▸ **Consigne écrite 1**
Modifiez tous les enregistrements en remplaçant « example output » par « sample output » sans rien changer d'autre, et n'incluez pas les images dans votre réponse.

━━━━━ Extrait du document

Analyse et gestion du risque dans le secteur de l'énergie

Cet article tente d’appréhender les problèmes de l’énergie et leurs implications socio-économiques et environnementales dans l’optique du risque. D’une part, il évoque les grands enjeux de l’énergie et met en évidence la dimension du risque dans ce domaine. D’autre part, il esquisse le concept de risque en effectuant une synthèse interdisciplinaire des différentes approches. La question de la diversification et de la flexibilité des approvisionnements énergétiques fait l’objet d’un développement particulier. Bien que ces problèmes soient sujets à controverse, il peuvent être abordés de manière constructive si on sait mettre en doute ses propres opinions tout en respectant celles des autres.

Un enjeu pour la société et l’environnement


La société n’est pas concevable sans énergie. On dit qu’elle est le sang de l’économie. Son importance pour le développement, la croissance économique et le progrès technologique a été démontrée dans de nombreuses études. L’émergence des grands pays en développement est en train de le reconfirmer. Toutefois, les relations entre consommation d’énergie, croissance et développement ne sont pas déterministes. José Goldemberg relève que «l’hypothèse selon laquelle l’amélioration du bien-être implique une forte augmentation de la consommation d’énergie ne devrait pas être acceptée aveuglement». Pour un même niveau de développement humain, il peut exister différents niveaux de consommation d’énergie. Il faut donc aborder ces problèmes avec beaucoup de nuances, sans perdre, évidemment, de vue la question environnementale, à laquelle l’énergie est en grande partie liée.

━━━━━━━━━━
━━━━━ Documents sources

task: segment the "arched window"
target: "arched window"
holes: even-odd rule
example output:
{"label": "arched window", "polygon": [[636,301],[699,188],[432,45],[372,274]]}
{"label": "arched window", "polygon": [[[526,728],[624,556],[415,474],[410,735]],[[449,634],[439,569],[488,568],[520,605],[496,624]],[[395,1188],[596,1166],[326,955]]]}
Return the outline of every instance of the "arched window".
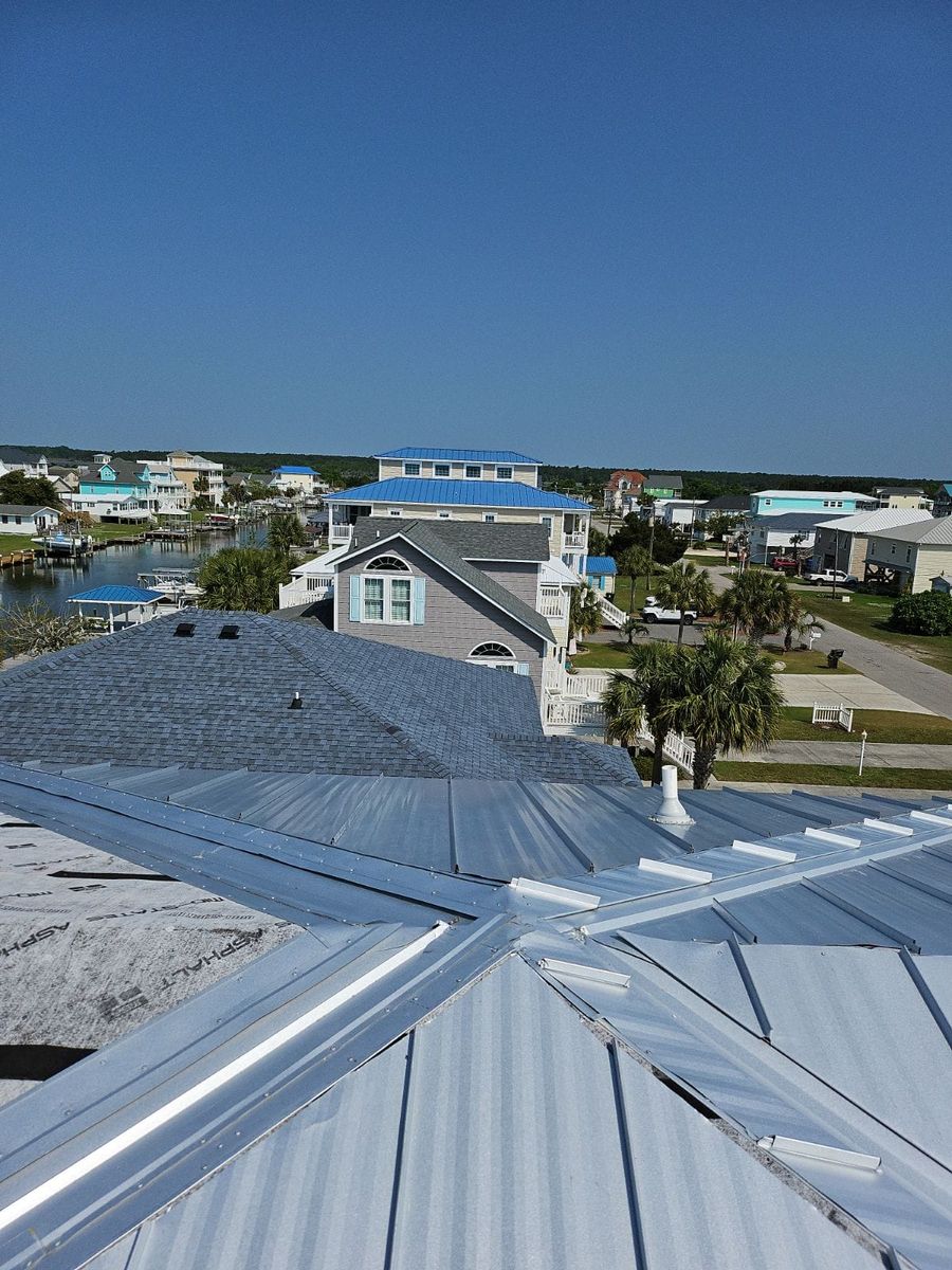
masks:
{"label": "arched window", "polygon": [[364,573],[409,573],[410,565],[399,556],[377,556],[364,565]]}
{"label": "arched window", "polygon": [[470,657],[489,657],[495,660],[509,658],[513,662],[515,660],[515,653],[510,648],[506,648],[505,644],[495,644],[491,640],[487,644],[477,644],[472,653],[470,653]]}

━━━━━━━━━━

▸ **Consigne écrite 2**
Résumez en deux phrases l'extrait sur le risque dans le secteur de l'énergie.

▸ **Bonne réponse 1**
task: segment the "arched window"
target: "arched window"
holes: even-odd rule
sample output:
{"label": "arched window", "polygon": [[636,301],[699,188],[432,45],[372,274]]}
{"label": "arched window", "polygon": [[[526,728],[624,556],[415,474],[410,735]],[[449,634],[439,569],[488,568],[520,605],[496,624]],[[395,1188],[596,1166],[326,955]]]}
Return the outline of every instance of the "arched window".
masks:
{"label": "arched window", "polygon": [[364,573],[409,573],[410,565],[399,556],[377,556],[364,565]]}
{"label": "arched window", "polygon": [[470,657],[489,657],[495,660],[509,658],[513,662],[515,660],[515,653],[510,648],[506,648],[505,644],[495,644],[491,640],[487,644],[477,644],[472,653],[470,653]]}

▸ **Bonne réponse 2**
L'article aborde les problèmes de l'énergie et leurs implications socio-économiques et environnementales sous l'angle du risque, en évoquant les grands enjeux du secteur, en esquissant une synthèse interdisciplinaire du concept de risque et en développant la question de la diversification et de la flexibilité des approvisionnements. Si l'énergie est essentielle au développement et à la croissance, ses liens avec ceux-ci ne sont pas déterministes, puisqu'un même niveau de développement humain peut correspondre à différents niveaux de consommation, ce qui oblige à traiter ces questions avec nuance sans perdre de vue l'environnement.